HOW TO COMPLETE THIS TASK - Go through the material below and copy all lines with "stem".

DATA TO PROCESS -
━━━━━━━━━━━━━━━━━━━━

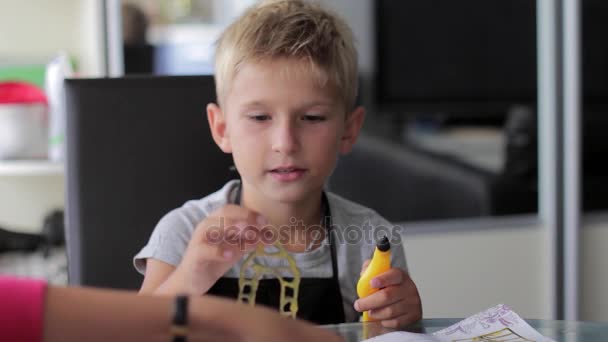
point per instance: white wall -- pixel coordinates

━━━━━━━━━━━━━━━━━━━━

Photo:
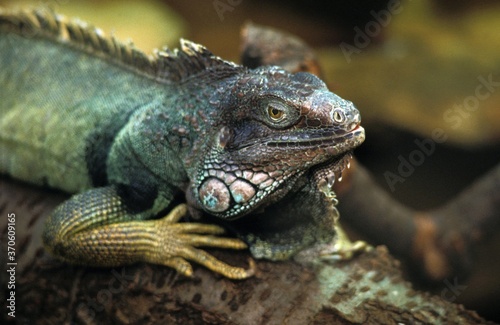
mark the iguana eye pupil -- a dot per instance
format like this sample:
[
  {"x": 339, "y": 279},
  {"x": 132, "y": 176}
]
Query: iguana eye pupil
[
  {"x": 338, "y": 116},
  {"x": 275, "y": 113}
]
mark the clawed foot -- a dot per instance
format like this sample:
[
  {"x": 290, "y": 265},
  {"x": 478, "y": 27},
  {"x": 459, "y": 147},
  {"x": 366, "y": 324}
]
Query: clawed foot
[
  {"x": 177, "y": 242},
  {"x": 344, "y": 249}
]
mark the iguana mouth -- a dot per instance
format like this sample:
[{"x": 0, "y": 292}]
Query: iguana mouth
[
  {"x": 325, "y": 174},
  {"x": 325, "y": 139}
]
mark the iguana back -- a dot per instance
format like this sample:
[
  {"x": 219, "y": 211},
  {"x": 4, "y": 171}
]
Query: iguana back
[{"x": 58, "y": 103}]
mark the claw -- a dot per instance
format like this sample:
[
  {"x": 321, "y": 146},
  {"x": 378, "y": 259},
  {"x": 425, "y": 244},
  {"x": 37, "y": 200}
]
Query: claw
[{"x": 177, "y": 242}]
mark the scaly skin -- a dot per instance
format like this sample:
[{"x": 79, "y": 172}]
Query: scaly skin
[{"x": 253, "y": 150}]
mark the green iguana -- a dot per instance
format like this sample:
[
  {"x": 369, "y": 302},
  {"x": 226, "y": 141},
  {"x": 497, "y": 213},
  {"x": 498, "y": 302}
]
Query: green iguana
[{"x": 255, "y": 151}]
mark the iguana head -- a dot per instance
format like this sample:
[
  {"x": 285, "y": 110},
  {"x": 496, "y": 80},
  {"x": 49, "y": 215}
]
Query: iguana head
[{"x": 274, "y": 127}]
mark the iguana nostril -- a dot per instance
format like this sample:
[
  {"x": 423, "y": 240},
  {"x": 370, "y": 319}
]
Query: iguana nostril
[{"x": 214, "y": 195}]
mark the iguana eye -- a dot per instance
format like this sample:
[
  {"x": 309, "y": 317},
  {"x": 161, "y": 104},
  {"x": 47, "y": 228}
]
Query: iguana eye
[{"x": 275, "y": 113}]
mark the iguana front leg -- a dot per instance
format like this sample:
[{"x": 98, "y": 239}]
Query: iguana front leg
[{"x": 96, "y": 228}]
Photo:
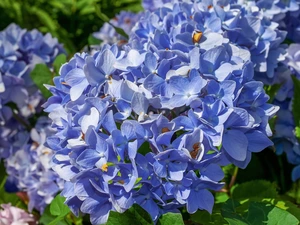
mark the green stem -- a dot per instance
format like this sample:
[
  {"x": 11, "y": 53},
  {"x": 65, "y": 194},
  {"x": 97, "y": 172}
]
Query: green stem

━━━━━━━━━━━━━━━━━━━━

SOLUTION TO THE EXERCISE -
mark the green stem -- a dot per instance
Query: green stem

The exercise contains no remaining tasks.